§ **Exercice 1**
Recopiez fidèlement, s'il vous plaît, le passage du récit sur le prêtre qui commence par les mots contenant « Après quelques années » et se termine par « différentes tâches paroissiales. ».

━━━ Texte à lire

Un prêtre et des kangourous !
Je désirais remplacer ce prêtre dans cette ville. Lorsque je fis part de mon opinion à ma femme, elle partagea immédiatement mon enthousiasme. Je trouvai cela formidable...
La congrégation de la ville de Vasa m’accueillit avec plaisir, comme elle avait accueillit mes collègues avant moi. Cet endroit fut idéal pour commencer à pratiquer officiellement mes fonctions de prêtre. Rapidement, j’appris mon métier et ses différents aspects. J’étais jeune, énergique et je prenais mes nouvelles responsabilités au sérieux.
Après quelques années – pendant lesquelles notre deuxième fille Sara naquit – j’avais acquis suffisamment d’expérience pour pouvoir chercher d’autres horizons. Mon poste suivant fut celui d’une ville pittoresque du bord de mer : Kristinestad. Cette ville est splendide et ses alentours remplis de villages spécialistes de la pêche et des travaux agricoles.
Pour ma part, je me retrouvais être le seul prêtre de la congrégation. Ce nouveau poste signifiait plus de responsabilités et une gestion administrative à laquelle je n’avais pas été habitué. J’étais rempli d’impatience à l’idée d’aller sur le terrain et de rencontrer toutes les personnes qui était impliquées dans les différentes tâches paroissiales.
Je fus tout de même légèrement déçu de m’apercevoir – après quelques semaines – que je devais passer la majorité de mon temps dans mon bureau à organiser les activités régulières et à remplir un nombre important de documents administratifs. Bien sûr, je prêchais assez souvent, mais j’aurais aimé également sortir plus souvent des murs de ma paroisse.
Les membres de ma congrégation étaient des personnes qui avaient bien les pieds sur terre. La sophistication n’était certes pas leur point fort. Nous vivions dans une splendide bâtisse aux aspects de manoir qui avait était autrefois l’ancien presbytère. La nouvelle église se trouvait exactement en face de notre maison. L’ancienne église avait été détruite par un incendie, quelques années auparavant. Cet évènement hantait encore l’esprit de la majorité des membres de la congrégation.

━━━━━━
━━━ Données d'entrée

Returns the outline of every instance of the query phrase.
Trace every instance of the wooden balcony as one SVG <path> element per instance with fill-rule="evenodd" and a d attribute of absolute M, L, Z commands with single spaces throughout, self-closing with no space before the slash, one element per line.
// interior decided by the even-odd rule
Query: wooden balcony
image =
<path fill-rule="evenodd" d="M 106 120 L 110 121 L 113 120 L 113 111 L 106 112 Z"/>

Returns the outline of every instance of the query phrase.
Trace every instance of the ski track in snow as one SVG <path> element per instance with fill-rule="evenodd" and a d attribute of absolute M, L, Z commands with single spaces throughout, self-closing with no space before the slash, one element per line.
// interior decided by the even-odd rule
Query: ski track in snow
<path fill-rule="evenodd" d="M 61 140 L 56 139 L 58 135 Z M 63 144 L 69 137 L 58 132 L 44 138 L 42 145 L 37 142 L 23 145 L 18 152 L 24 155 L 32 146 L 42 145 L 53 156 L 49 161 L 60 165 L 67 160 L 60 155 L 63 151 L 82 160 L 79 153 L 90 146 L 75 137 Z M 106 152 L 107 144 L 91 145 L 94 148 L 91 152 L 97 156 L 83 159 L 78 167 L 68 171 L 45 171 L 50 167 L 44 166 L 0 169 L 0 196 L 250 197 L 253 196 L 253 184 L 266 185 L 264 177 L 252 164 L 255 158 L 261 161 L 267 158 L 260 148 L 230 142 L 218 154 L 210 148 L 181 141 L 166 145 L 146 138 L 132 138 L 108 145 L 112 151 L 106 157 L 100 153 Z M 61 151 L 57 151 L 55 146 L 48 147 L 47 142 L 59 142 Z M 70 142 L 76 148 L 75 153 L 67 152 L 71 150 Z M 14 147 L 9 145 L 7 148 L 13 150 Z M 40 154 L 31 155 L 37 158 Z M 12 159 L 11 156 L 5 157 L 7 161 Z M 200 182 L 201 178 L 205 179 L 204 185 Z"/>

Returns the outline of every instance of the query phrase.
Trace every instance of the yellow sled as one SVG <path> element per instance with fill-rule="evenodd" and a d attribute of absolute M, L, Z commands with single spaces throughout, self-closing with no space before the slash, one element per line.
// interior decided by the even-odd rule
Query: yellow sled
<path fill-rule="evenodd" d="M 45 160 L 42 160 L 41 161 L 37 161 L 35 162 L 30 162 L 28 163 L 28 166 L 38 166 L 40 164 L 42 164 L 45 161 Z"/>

━━━━━━

§ **Exercice 2**
Exprimez sous forme de liste JSON de chaînes les lignes des entrées, depuis le début des entrées jusqu'à la ligne contenant « 61 140 L 56 » incluse. Mettez une chaîne par ligne et omettez les lignes vides.

§ **Corrigé détaillé 1**
Après quelques années – pendant lesquelles notre deuxième fille Sara naquit – j’avais acquis suffisamment d’expérience pour pouvoir chercher d’autres horizons. Mon poste suivant fut celui d’une ville pittoresque du bord de mer : Kristinestad. Cette ville est splendide et ses alentours remplis de villages spécialistes de la pêche et des travaux agricoles.
Pour ma part, je me retrouvais être le seul prêtre de la congrégation. Ce nouveau poste signifiait plus de responsabilités et une gestion administrative à laquelle je n’avais pas été habitué. J’étais rempli d’impatience à l’idée d’aller sur le terrain et de rencontrer toutes les personnes qui était impliquées dans les différentes tâches paroissiales.

§ **Corrigé détaillé 2**
[
  "Returns the outline of every instance of the query phrase.",
  "Trace every instance of the wooden balcony as one SVG <path> element per instance with fill-rule=\"evenodd\" and a d attribute of absolute M, L, Z commands with single spaces throughout, self-closing with no space before the slash, one element per line.",
  "// interior decided by the even-odd rule",
  "Query: wooden balcony",
  "image =",
  "<path fill-rule=\"evenodd\" d=\"M 106 120 L 110 121 L 113 120 L 113 111 L 106 112 Z\"/>",
  "Returns the outline of every instance of the query phrase.",
  "Trace every instance of the ski track in snow as one SVG <path> element per instance with fill-rule=\"evenodd\" and a d attribute of absolute M, L, Z commands with single spaces throughout, self-closing with no space before the slash, one element per line.",
  "// interior decided by the even-odd rule",
  "Query: ski track in snow",
  "<path fill-rule=\"evenodd\" d=\"M 61 140 L 56 139 L 58 135 Z M 63 144 L 69 137 L 58 132 L 44 138 L 42 145 L 37 142 L 23 145 L 18 152 L 24 155 L 32 146 L 42 145 L 53 156 L 49 161 L 60 165 L 67 160 L 60 155 L 63 151 L 82 160 L 79 153 L 90 146 L 75 137 Z M 106 152 L 107 144 L 91 145 L 94 148 L 91 152 L 97 156 L 83 159 L 78 167 L 68 171 L 45 171 L 50 167 L 44 166 L 0 169 L 0 196 L 250 197 L 253 196 L 253 184 L 266 185 L 264 177 L 252 164 L 255 158 L 261 161 L 267 158 L 260 148 L 230 142 L 218 154 L 210 148 L 181 141 L 166 145 L 146 138 L 132 138 L 108 145 L 112 151 L 106 157 L 100 153 Z M 61 151 L 57 151 L 55 146 L 48 147 L 47 142 L 59 142 Z M 70 142 L 76 148 L 75 153 L 67 152 L 71 150 Z M 14 147 L 9 145 L 7 148 L 13 150 Z M 40 154 L 31 155 L 37 158 Z M 12 159 L 11 156 L 5 157 L 7 161 Z M 200 182 L 201 178 L 205 179 L 204 185 Z\"/>"
]